:: Data in this exercise ::

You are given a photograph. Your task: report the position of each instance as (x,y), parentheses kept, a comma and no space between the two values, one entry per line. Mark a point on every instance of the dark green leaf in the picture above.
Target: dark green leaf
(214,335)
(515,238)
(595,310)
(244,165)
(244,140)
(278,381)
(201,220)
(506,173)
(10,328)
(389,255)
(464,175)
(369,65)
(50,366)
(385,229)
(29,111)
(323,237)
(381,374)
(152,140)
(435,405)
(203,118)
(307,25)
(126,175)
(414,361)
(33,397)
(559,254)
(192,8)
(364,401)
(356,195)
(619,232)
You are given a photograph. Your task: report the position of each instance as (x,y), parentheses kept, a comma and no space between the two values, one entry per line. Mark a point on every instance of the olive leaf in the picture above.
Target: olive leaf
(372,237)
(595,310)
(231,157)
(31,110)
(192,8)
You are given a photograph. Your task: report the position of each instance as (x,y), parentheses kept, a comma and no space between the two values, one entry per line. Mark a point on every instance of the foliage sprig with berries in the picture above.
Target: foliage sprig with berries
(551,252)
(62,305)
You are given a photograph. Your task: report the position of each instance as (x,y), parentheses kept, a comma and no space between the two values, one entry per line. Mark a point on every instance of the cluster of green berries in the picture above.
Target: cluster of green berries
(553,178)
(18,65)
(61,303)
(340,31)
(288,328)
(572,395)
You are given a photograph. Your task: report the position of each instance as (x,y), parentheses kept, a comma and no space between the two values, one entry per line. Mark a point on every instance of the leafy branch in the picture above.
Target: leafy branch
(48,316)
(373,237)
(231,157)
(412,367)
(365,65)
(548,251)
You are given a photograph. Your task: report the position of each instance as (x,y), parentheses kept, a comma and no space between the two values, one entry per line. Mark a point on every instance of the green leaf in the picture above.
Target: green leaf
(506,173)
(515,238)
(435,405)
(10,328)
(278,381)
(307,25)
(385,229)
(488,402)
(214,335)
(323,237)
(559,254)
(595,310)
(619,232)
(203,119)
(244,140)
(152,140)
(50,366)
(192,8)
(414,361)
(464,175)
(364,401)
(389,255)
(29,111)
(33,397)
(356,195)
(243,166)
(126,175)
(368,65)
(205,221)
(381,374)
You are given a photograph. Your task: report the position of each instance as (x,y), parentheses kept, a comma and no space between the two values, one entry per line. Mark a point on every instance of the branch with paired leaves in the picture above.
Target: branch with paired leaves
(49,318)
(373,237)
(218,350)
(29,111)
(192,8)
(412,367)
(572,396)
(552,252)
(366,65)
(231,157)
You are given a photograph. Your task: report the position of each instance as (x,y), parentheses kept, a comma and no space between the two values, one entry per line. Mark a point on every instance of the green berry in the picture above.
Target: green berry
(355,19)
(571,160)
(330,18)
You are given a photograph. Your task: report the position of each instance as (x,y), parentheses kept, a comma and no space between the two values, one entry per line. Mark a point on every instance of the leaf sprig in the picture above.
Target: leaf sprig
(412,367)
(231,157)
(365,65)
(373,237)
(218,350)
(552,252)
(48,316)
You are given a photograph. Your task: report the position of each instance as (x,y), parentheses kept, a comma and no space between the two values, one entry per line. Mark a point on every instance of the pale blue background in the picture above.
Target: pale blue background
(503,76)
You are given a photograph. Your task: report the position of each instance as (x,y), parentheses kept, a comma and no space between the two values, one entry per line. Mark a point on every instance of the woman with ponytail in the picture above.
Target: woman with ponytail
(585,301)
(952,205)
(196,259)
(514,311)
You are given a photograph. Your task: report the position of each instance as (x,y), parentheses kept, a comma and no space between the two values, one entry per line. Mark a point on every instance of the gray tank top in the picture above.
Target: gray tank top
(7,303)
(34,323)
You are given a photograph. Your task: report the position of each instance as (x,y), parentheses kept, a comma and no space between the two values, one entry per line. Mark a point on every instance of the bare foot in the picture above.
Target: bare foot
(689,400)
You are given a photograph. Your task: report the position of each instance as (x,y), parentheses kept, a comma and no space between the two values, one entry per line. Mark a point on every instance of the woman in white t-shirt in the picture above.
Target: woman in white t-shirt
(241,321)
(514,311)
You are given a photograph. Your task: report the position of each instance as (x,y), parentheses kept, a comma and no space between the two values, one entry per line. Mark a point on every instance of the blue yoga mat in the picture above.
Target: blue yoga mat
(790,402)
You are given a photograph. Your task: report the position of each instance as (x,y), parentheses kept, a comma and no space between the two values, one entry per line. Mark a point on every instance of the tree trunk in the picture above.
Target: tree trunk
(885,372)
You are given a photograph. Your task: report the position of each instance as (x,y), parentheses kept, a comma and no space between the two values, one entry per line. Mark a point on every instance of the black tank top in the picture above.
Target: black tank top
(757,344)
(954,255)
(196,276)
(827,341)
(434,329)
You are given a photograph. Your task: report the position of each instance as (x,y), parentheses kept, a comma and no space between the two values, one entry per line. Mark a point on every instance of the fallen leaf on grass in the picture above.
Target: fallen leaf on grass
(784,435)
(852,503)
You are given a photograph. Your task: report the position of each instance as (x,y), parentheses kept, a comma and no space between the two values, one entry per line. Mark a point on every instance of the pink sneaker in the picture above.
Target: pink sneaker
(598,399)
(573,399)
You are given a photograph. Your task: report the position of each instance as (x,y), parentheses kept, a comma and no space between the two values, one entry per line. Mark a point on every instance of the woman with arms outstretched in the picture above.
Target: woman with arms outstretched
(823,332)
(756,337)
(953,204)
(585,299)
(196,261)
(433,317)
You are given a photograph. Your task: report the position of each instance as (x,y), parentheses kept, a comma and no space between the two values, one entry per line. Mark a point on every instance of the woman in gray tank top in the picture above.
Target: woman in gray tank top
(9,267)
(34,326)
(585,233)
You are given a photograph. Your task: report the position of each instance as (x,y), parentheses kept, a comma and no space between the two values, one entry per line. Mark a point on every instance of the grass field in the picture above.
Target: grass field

:::

Exercise description: Rewrite all of the lines above, swapping "instance" for "occurrence" wherever it occurs and leaving everything else unchanged.

Response to this task:
You are given a photograph. Your task: report the position of each occurrence as (x,y), parentheses kept, a comma and no space between the two values, one entry per line. Mark a point on every occurrence of the dark green leaf in the picture above.
Target: dark green leaf
(214,335)
(515,238)
(595,310)
(244,165)
(244,140)
(278,381)
(201,220)
(506,173)
(10,328)
(389,255)
(464,175)
(369,65)
(50,366)
(385,229)
(29,111)
(323,237)
(381,374)
(152,140)
(435,405)
(203,118)
(307,25)
(126,175)
(414,361)
(33,397)
(559,254)
(192,8)
(364,401)
(356,195)
(619,232)
You are given a photograph. Your task: report the position of each occurrence as (x,y), parentheses kept, a comma and no space between the two values, one entry per line. Mark a point on every occurrence of the olive leaf in the picture above.
Target: olive leaf
(372,237)
(595,310)
(231,157)
(31,110)
(192,8)
You are given a photograph. Your task: report the position of each occurrence as (x,y), parentheses kept, a comma and no space between the two values, one entry per line. Mark a point on every occurrence of the foliage sprig with berries in the picture above.
Target: foliage sprig with berries
(551,252)
(62,305)
You are given a photograph. Your task: report the position of each occurrence as (x,y), parentheses kept, a comma and no space between the two values, one entry per line. Mark a point on every occurrence of the cluster of green berries in the picture above.
Target: cluster of green berries
(553,178)
(18,65)
(61,303)
(340,31)
(288,328)
(572,395)
You are given a photograph. Your task: report the position of each occurrence as (x,y), parentheses kept, a comma and no space between the two values, one entry per line. Mark a point on every occurrence of the leafy branch in the picture above.
Target: leafy branch
(48,316)
(373,237)
(231,157)
(412,367)
(365,65)
(548,251)
You are given a photograph. Your task: report the position of each occurrence as (x,y), parentheses kept, a comma and no space between the two values, one entry per line. Mark a point on every occurrence of the green leaf in the picture above.
Target: green leaf
(506,173)
(515,238)
(435,405)
(10,328)
(278,381)
(307,25)
(385,229)
(488,402)
(214,335)
(323,237)
(559,254)
(595,310)
(619,232)
(203,119)
(244,140)
(152,140)
(50,366)
(192,8)
(414,361)
(464,175)
(364,401)
(389,255)
(29,111)
(33,397)
(356,195)
(243,166)
(126,175)
(368,65)
(205,221)
(381,374)
You are given a photograph. Your task: report the position of each occurrence as (x,y), parentheses kept, a comma and no space between the two values, one entry per line. Mark a point on every occurrence of the branch with paired leaves in the picture above.
Target: branch with paired leaves
(49,318)
(373,237)
(218,350)
(29,111)
(192,8)
(412,367)
(572,396)
(552,252)
(366,65)
(231,157)
You are given a photograph. Your task: report the position of each occurrence as (x,y), parentheses kept, a comma and no space between the two values, one entry per line. Mark a point on every occurrence of the green berry in the picture above.
Target: green berry
(355,19)
(571,160)
(330,18)
You are given a photograph. Your task: report the position of each occurrence as (x,y), parentheses kept, a comma and no space between the two values, one entry per line. Mark a point on every occurrence of the leaf sprig in the picture above.
Target: leaf sprig
(412,367)
(231,157)
(365,65)
(373,237)
(218,350)
(552,252)
(48,316)
You are given a photograph. Your task: report the position of each occurrence as (x,y), parentheses kept, a comma and no space between the two values, one entry per line. Mark a point on every occurrence of the pale blue background in the picture above.
Target: pale blue background
(503,76)
You are given a photograph. Your task: report the position of each occurrence as (x,y), parentheses kept, a comma and no space between the two values, one entry per line. Mark a point on every occurrence of the woman with ponytail in the picture above.
Target: woman with ponytail
(585,301)
(952,205)
(196,259)
(514,311)
You are given a photograph. Your task: report the position of each occurrence as (x,y), parentheses kept, a comma and no space between the two values, one entry per line. Mark a point on every occurrence of the gray tank top in the picture above.
Target: gray tank top
(7,303)
(34,323)
You are given a photograph. Your task: report the position of each occurrence as (x,y), parentheses kept, a comma and no space between the two values, one entry per line. Mark a point on every occurrence of the bare foot in the picture above.
Target: bare foot
(689,400)
You are given a photograph. Your task: report the position of each occurrence as (x,y), parentheses kept, a comma and no space between the two values, one entry per line. Mark a point on every occurrence of the woman in white t-shirt in the picture above.
Target: woman in white t-shirt
(241,321)
(514,311)
You are given a photograph. Your task: report the position of each occurrence as (x,y), parentheses kept, a comma and no space between the two values, one entry per line. Mark a point on every occurrence of the blue yoga mat in the picture above.
Target: blue yoga mat
(790,402)
You are given a photograph. Your task: report the position of each occurrence as (x,y), parentheses kept, a comma and no space between the two values, one entry per line. Mark a point on every occurrence of the tree trunk in the picture above.
Target: tree trunk
(885,372)
You are given a photograph. Your task: report the position of each occurrence as (x,y), parentheses kept, a comma and no space between the two values, one entry per line. Mark a point on every occurrence of the black tank top in the picture above.
Target: black tank top
(757,344)
(954,255)
(196,276)
(827,341)
(434,329)
You are given a photograph. Your task: report the position of each occurrence as (x,y), parentheses kept, a comma and no space between the two values, one entry per line. Mark a point on every occurrence of the fallen leaf on grass in the picture above.
Target: fallen leaf on grass
(784,435)
(852,503)
You are given a photograph. Your task: report the position of each occurrence as (x,y), parentheses kept, a comma and no space between the two values, one entry per line. Mark a point on every occurrence of the pink sneaker in the picture above.
Target: pink sneaker
(598,399)
(573,399)
You are given a photograph. Your task: report the position of each occurrence as (x,y), parentheses kept, a comma and no space between the two values, one entry per line. Mark a point on every occurrence of the woman with arms outstretched in the picture above.
Target: woman with arms outstretched
(823,332)
(756,337)
(953,204)
(585,299)
(196,261)
(433,317)
You are given a photograph. Your task: report the position of each occurrence as (x,y), parentheses kept, a comma and no space between the two values, one entry per line. Mark a point on every occurrence of the woman in gray tank top in the picture above.
Target: woman in gray tank top
(9,267)
(34,326)
(585,233)
You are given a photograph. Your task: report the position of each occurrence as (x,y), parentheses kept, a comma and no space between the two values, one entry per line. Mark a point on every occurrence of the grass field in the picture above.
Target: grass field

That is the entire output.